---------- SOURCE INFORMATION ----------

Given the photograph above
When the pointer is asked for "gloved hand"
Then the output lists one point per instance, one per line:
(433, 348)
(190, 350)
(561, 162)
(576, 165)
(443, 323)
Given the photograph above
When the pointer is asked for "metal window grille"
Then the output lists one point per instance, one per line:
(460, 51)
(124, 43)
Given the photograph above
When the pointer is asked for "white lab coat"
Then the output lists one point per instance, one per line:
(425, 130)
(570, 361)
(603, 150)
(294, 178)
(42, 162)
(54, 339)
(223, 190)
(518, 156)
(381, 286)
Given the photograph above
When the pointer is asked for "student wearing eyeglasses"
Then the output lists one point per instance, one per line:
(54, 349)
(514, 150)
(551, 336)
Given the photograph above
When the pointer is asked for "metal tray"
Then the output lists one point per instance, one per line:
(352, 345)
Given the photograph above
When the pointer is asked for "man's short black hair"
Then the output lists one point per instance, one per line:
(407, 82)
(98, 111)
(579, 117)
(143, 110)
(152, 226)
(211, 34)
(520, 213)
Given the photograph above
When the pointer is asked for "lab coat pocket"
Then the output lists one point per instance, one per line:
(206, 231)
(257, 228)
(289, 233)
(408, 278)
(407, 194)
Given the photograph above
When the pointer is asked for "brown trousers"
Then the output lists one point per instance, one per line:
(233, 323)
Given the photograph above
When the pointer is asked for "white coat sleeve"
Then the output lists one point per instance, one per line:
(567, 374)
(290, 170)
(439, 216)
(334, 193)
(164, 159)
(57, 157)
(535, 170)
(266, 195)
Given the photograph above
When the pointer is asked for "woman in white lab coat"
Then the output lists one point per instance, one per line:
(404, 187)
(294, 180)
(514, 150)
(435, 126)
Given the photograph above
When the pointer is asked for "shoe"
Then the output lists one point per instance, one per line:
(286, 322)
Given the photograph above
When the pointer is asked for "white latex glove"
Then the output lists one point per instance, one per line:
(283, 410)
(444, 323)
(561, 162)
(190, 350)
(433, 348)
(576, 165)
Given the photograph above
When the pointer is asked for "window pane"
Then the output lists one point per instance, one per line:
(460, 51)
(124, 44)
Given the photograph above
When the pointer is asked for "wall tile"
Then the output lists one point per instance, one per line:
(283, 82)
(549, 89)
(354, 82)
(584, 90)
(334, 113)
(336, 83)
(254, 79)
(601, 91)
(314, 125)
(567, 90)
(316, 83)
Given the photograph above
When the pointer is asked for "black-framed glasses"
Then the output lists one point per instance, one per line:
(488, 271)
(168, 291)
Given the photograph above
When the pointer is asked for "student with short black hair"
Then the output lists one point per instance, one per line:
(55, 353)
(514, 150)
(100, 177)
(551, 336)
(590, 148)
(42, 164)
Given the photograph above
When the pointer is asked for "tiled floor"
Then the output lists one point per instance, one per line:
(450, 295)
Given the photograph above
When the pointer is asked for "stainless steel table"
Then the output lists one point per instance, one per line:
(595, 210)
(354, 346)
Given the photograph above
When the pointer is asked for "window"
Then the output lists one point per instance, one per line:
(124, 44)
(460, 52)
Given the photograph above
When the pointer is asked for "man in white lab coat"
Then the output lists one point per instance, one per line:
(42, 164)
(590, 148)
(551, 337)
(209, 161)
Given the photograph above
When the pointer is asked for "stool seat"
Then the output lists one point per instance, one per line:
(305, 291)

----------

• _WHAT TO WORK ON_:
Your task is to reproduce all of the records exactly.

• _OUTPUT OF THE TASK_:
Given the photograph above
When the pointer is asked for "gloved hand"
Then the output lists one point per instance, one per line:
(433, 348)
(190, 350)
(561, 162)
(576, 165)
(443, 323)
Given the photograph above
When the pointer is asked for "metal window grille"
Then the output lists one point per instance, one per line:
(460, 51)
(124, 43)
Given the photograph above
When the pointer is asked for "white lab coat"
Then the output lists one point per instance, one per line:
(425, 130)
(570, 361)
(603, 150)
(294, 178)
(42, 162)
(54, 339)
(223, 190)
(518, 156)
(381, 286)
Given the photograph above
When the pointer is asked for "student wearing eyeglasses"
Then the output lists one point per instance, one per line:
(54, 349)
(514, 150)
(551, 336)
Given the photograph above
When the pointer is asked for "metal tray"
Then the output lists one point per instance, one per line:
(352, 345)
Given the photograph above
When the pointer is asked for "man's short black hair"
Then the output lists one point per instance, one per line:
(407, 82)
(98, 111)
(579, 117)
(143, 110)
(152, 226)
(211, 34)
(520, 213)
Given the photograph above
When the pointer is asked for "lab coat pocket"
Then the output lists one point per instance, one per line:
(206, 231)
(257, 228)
(289, 233)
(408, 278)
(407, 194)
Given the photograph above
When the pointer is asked for "brown trousers"
Then the output lists one point per instance, one per line:
(233, 323)
Given the photograph above
When the pointer is asked for "white coat sleeve"
Then the output lists one point per instance, one per line:
(567, 374)
(290, 170)
(439, 216)
(334, 193)
(164, 159)
(57, 157)
(535, 170)
(266, 195)
Given the photograph above
When the pointer is asked for "woman in white lab coat"
Then the output lists one point per instance, one per line:
(404, 187)
(294, 180)
(514, 150)
(435, 126)
Given the photograph above
When the pointer is asked for "shoe"
Then the output lists one point per instance, one per line:
(286, 322)
Given the photograph above
When the pointer is asked for "white latex glove"
Then the output lists one point per instance, one per line:
(283, 410)
(444, 323)
(561, 162)
(190, 350)
(433, 348)
(576, 165)
Given the photograph above
When the pointer is asked for "window pane"
Then the output lists one point per instance, one per line:
(460, 51)
(124, 44)
Given the photograph above
When the pointer is asked for "wall tile"
Then the output lists one point per instance, one per line:
(283, 82)
(549, 89)
(354, 82)
(584, 90)
(334, 113)
(336, 83)
(254, 79)
(601, 91)
(314, 125)
(567, 90)
(316, 83)
Given the photograph above
When the pointer is asked for "black-framed glasses"
Then the output lists one point per instance, one per line:
(488, 271)
(168, 291)
Given the photograph above
When the pointer is asked for "student with short black hair"
Then the output lists one point per instance, one per line:
(55, 353)
(514, 150)
(100, 177)
(551, 336)
(590, 148)
(42, 164)
Given the photograph above
When the pointer is asked for "tiled floor"
Then the output lists one point per instance, one per line:
(450, 295)
Given the photograph above
When the pointer is asked for "stainless steel table"
Then the output lists one point per instance, one per line:
(595, 210)
(354, 346)
Given the photograph above
When the pointer is asked for "window"
Then the output lists one point per instance, one per line:
(124, 44)
(460, 52)
Given the photograph above
When the pointer is asked for "man in white lab coat"
Then the output lists one point per instance, one per line:
(42, 164)
(590, 148)
(551, 337)
(209, 161)
Given the photograph above
When the pointer is asked for "stool seat"
Then the output lists one point per instance, one per line:
(305, 291)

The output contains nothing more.